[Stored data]
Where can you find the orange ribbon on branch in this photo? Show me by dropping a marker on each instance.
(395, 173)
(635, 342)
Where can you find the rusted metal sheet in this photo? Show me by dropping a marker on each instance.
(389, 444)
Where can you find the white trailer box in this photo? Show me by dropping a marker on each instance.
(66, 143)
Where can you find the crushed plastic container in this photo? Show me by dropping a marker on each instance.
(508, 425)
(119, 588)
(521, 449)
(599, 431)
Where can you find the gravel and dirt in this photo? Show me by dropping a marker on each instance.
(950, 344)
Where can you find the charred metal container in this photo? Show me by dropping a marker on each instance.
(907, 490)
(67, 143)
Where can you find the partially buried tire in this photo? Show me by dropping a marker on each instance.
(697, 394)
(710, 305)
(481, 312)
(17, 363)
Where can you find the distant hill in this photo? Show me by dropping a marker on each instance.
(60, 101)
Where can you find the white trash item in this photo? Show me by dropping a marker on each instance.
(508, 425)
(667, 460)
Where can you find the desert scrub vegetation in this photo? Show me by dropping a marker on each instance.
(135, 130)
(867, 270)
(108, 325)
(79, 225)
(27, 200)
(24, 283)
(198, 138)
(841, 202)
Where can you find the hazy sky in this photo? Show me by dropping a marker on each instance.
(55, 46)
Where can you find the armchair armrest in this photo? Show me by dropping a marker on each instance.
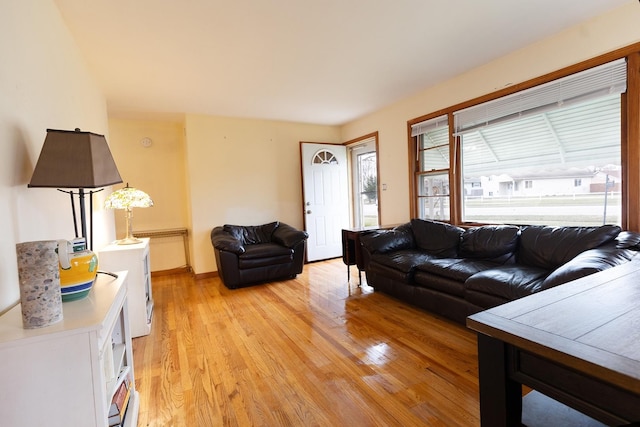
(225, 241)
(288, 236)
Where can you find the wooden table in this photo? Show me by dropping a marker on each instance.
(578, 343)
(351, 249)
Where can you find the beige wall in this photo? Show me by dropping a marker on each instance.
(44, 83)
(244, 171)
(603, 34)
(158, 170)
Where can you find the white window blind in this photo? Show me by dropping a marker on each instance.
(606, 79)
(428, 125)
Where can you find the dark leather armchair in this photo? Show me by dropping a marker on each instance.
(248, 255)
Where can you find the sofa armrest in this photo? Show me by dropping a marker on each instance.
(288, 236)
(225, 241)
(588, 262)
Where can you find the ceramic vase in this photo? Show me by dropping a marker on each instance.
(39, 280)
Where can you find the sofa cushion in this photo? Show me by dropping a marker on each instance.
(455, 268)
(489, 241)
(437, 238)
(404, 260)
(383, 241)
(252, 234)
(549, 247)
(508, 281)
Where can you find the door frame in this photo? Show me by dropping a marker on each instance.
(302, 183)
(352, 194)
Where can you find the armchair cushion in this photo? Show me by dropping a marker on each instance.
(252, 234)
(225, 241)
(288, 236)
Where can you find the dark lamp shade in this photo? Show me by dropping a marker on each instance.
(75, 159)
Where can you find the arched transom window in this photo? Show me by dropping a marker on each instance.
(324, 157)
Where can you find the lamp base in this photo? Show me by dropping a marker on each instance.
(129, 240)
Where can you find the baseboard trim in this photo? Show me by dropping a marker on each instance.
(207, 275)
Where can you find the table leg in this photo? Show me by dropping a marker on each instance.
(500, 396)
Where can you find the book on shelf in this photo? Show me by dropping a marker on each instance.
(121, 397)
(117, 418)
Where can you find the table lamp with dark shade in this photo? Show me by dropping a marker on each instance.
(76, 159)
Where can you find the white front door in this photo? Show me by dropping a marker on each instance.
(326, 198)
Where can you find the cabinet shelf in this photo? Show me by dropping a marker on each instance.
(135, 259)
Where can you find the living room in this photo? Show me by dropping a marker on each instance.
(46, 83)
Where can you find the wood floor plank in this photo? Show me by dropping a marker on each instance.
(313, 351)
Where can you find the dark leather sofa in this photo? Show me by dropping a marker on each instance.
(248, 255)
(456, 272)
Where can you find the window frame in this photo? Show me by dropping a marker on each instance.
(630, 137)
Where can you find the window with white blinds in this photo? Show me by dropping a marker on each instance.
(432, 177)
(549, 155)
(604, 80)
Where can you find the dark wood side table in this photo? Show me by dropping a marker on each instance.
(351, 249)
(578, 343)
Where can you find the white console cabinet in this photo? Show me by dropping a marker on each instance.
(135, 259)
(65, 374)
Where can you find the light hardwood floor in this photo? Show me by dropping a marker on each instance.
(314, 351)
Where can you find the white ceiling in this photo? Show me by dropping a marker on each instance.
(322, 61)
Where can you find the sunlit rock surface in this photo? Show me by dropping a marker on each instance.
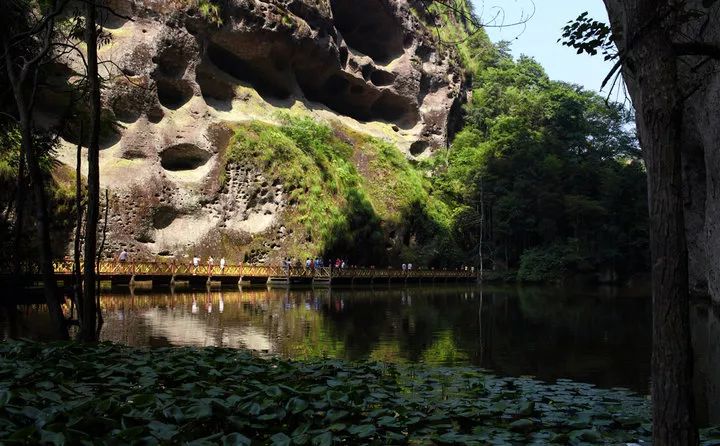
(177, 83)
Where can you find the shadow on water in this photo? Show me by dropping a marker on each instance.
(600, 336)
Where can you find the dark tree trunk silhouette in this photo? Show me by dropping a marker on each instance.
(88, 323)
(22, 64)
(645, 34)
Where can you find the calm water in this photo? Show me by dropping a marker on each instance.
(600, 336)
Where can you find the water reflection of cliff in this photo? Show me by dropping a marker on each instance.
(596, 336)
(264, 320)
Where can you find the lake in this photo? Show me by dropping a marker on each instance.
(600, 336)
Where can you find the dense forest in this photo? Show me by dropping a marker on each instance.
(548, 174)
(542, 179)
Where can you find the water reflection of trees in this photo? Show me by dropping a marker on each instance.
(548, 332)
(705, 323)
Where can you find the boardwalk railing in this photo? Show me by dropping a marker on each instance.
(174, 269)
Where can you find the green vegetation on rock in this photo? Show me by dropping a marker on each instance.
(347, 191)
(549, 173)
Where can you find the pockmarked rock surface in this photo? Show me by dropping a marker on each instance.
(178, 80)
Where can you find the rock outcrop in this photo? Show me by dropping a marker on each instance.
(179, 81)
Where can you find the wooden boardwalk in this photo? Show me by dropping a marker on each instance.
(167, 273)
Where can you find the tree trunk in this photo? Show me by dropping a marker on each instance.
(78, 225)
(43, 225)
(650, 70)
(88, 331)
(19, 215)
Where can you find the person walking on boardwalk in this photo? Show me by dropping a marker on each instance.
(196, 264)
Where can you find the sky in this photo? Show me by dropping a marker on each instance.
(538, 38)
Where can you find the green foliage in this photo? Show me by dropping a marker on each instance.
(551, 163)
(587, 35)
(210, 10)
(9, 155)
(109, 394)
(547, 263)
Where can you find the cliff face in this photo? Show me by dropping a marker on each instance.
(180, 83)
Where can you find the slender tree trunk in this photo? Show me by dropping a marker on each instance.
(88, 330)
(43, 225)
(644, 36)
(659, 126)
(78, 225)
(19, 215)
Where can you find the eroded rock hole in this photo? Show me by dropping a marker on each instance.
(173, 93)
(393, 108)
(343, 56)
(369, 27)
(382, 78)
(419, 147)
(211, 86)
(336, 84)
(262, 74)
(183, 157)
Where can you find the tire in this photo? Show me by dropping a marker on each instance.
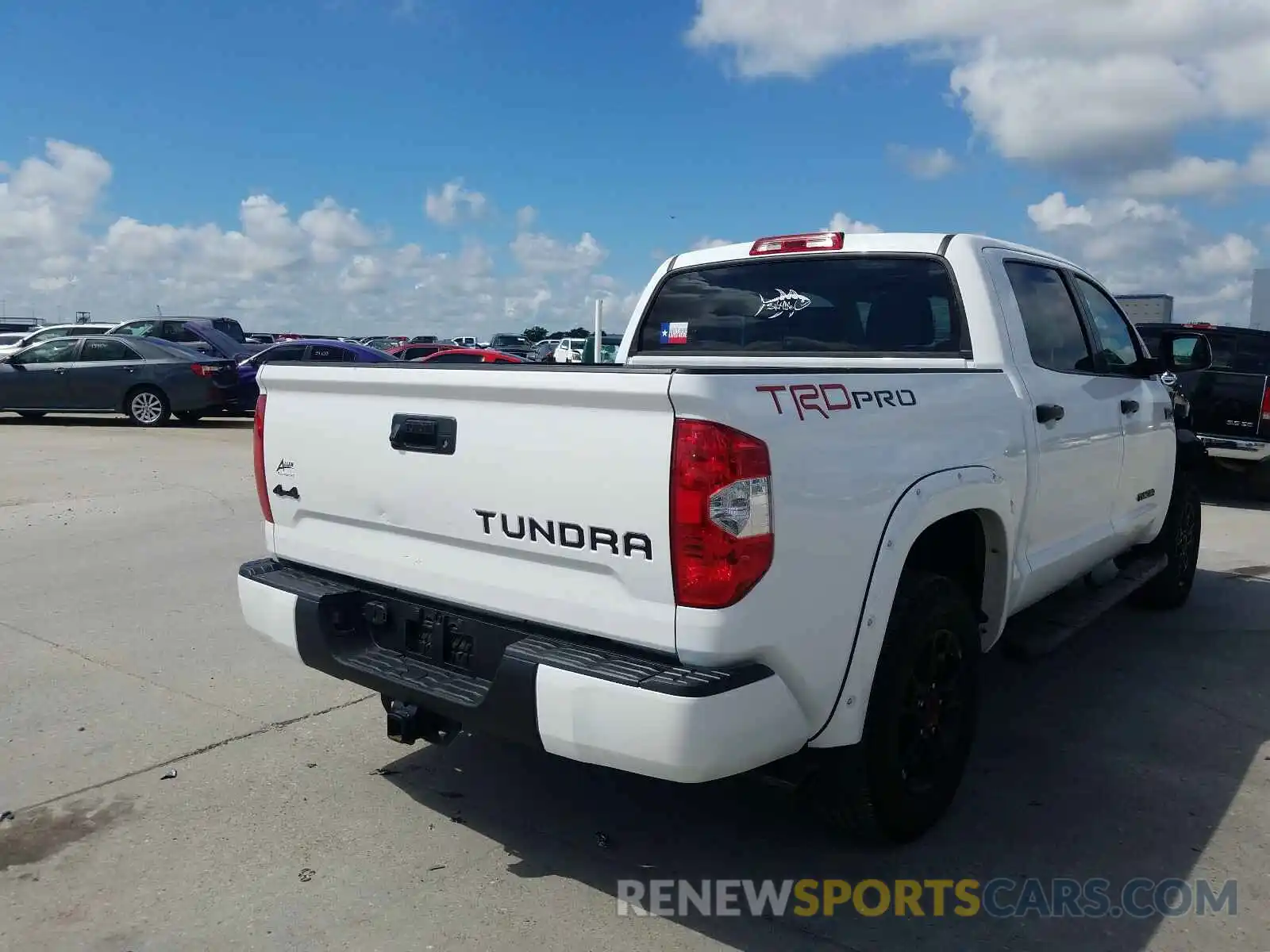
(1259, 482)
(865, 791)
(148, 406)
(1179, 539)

What is needed:
Any picture among the entries must be skipped; copy all else exactly.

Completed exercise:
Where can you find the orange ribbon on branch in this photo? Show me by dropping a marker on each instance.
(395, 173)
(635, 342)
Where can you find the rusted metal sheet in this photo? Show me by dropping a marker on each instance.
(389, 444)
Where can you find the white trailer box in this photo? Show me by dropping a marker on each instance.
(66, 143)
Where can you find the crushed plastic container in this photo? Show me by dropping a marker on each instance.
(508, 425)
(119, 588)
(521, 449)
(599, 431)
Where can you find the gravel and dirt in this photo? Show me by dropping a marker on each instance.
(950, 344)
Where can you find the charred metal container in this photo? Show me by dropping a marker on each instance.
(907, 490)
(67, 143)
Where can you find the partially buried tire in this photo? Show me by dropping a marker on each instance.
(697, 394)
(710, 305)
(481, 312)
(17, 363)
Where can you find the distant hill in this photo? Show me by dropping a marker on each instance.
(60, 101)
Where can you find the white trash item in this photo? Show me by dropping a marker on each instance.
(508, 425)
(667, 460)
Where can you find the desert scrub vegetation in this photo? Show me by dropping a marker on each instance.
(135, 130)
(867, 270)
(108, 325)
(79, 225)
(27, 200)
(24, 283)
(198, 138)
(841, 202)
Where can you find the hazy sky in this photo? Show me by dropping a marker on each instance.
(55, 46)
Where can you find the armchair armrest in this photo? Show me by dropping a marker on each instance.
(225, 241)
(288, 236)
Where can you find the wooden table in this photo? Show me by dropping a marker on each instance.
(578, 343)
(351, 249)
Where can you find the beige wall in this photo? Show me by dropping a marker on each instance.
(44, 83)
(244, 171)
(603, 34)
(158, 170)
Where can you find the white window blind in this photo? Show me by dropping a marker on each instance.
(606, 79)
(428, 125)
Where can you find the dark leather armchair in this photo? Show me by dropping a marker on each instance.
(248, 255)
Where can you find the sofa armrest in this photo? Show me by dropping a marker on each instance.
(288, 236)
(225, 241)
(588, 262)
Where can you find the ceramic vase in this photo? Show me by dropping a marker on each instance.
(39, 280)
Where can you find the sofa cushion in this photo? Show me by dropping a marker on each instance.
(455, 268)
(489, 241)
(437, 238)
(404, 260)
(383, 241)
(252, 234)
(549, 247)
(508, 281)
Where can you find the door frame in this photo? Show me by dropping a marker on each instance.
(302, 183)
(352, 194)
Where can you find the armchair cushion in this photo? Show me by dropping a marker on each instance.
(252, 234)
(225, 241)
(288, 236)
Where can you find the dark lamp shade in this photo? Show me by dropping a marker on each instance.
(75, 159)
Where can you find the arched transom window in this photo? Show me by dropping a marker on each instance.
(324, 157)
Where can you find the lamp base in this photo? Show me by dropping a marker on each instance.
(129, 240)
Where can you find the baseboard trim in this photo? Show me by dropping a marker on each instance.
(207, 275)
Where can you find the table leg in this photo? Show me by dropping a marker on each instance.
(500, 396)
Where can you find the book on shelf in this photo? Show me by dropping a marker on each instance.
(121, 397)
(117, 418)
Where can you find the table lamp with dark shade in this photo? Show me by dropping a marker on each instance.
(76, 159)
Where can you find the white front door in this photo? Show me by dropping a marker on each instance.
(326, 198)
Where can you find the cabinet shelf in this photo? Show me by dropping a marker on each instance.
(135, 259)
Where can you find the living room in this photo? Show me by dropping a marker on each instance.
(46, 83)
Where can you find the wood floor plank in this photo? Show me by dropping a marker on each instance.
(313, 351)
Where can you find the dark leather sofa in this photo? Show me by dropping a marker on each instance.
(248, 255)
(456, 272)
Where can you find the window frame in this photo? Show me by dropping a marker on each instance.
(630, 137)
Where can you find the window with white blinds in this photo? Show me by dropping a marker on each instance.
(432, 177)
(549, 155)
(604, 80)
Where can you find the dark wood side table in this photo? Show me by dropping a marker on each instance.
(351, 249)
(578, 343)
Where can you find the white console cabinet in this photo? Show me by dropping a marker on each instance.
(135, 259)
(65, 374)
Where can you find the light hardwood floor in this photo? Show me by dropping a marker on each instance.
(314, 351)
Where can you find the white ceiling in this photo? Show me by dropping a marker on each instance.
(322, 61)
Where can you find the sunlit rock surface in this photo? Show me by dropping a marker on each instance.
(177, 83)
Where can you find the shadow on water in this photo? Show me by dropping a marker on each instance.
(600, 336)
Where can you find the dark tree trunk silhouette in this photo? Show me by dropping a marker on each instance.
(88, 323)
(22, 64)
(645, 34)
Where can you find the calm water in this photo? Show me by dropping a marker on each instance.
(600, 336)
Where can you find the water reflection of cliff in this photo? Show me by dropping a marker on each instance.
(596, 336)
(264, 320)
Where can you find the lake in this photo? Show me by dropping a marker on each instance.
(600, 336)
Where can you find the dense forest in this photo? Show me by dropping a marker on each instance.
(548, 174)
(542, 179)
Where can you find the water reflection of trees in this photo? Show me by dropping a marker on each instance.
(548, 332)
(705, 323)
Where can you find the boardwalk railing in this photo? Show me by dropping a marker on each instance.
(174, 269)
Where can you find the green vegetation on rock in this photo? Show me by dropping a marker on each instance.
(347, 191)
(549, 173)
Where can you find the pockmarked rock surface in this photo? Show me by dropping a marker on each instance.
(178, 80)
Where can you find the rock outcrop in this photo? Show me by dropping a marker on each instance.
(179, 81)
Where can you find the wooden boardwalk in this photo? Show me by dropping a marker on each instance.
(167, 273)
Where can you find the tree trunk in this photo? Show me by dropping a marker on each instance.
(78, 225)
(43, 225)
(650, 70)
(88, 331)
(19, 215)
Where can you find the person walking on boardwalk in this photo? Show me by dropping a marker on each instance.
(196, 264)
Where can you find the sky in this photo? Show me by dropping a marker on each instance.
(538, 38)
Where can you find the green foliage in this photo? Show me by dropping a marker on each instance.
(551, 163)
(587, 35)
(210, 10)
(9, 155)
(109, 394)
(547, 263)
Where can you find the cliff face in this photo? Show me by dropping a marker on each instance.
(180, 83)
Where can you find the slender tree trunk in this photo? Show me by dropping a marker on each instance.
(88, 330)
(43, 225)
(644, 36)
(659, 126)
(78, 225)
(19, 215)
Where can you find the eroded rock hole in this photo? Show me by dropping a marker on each instance.
(173, 93)
(393, 108)
(343, 56)
(369, 27)
(382, 78)
(419, 147)
(211, 86)
(336, 84)
(262, 74)
(183, 157)
Where can you find the tire in this photo? Show me by dropping a marker on each instance.
(1259, 482)
(865, 791)
(148, 406)
(1179, 539)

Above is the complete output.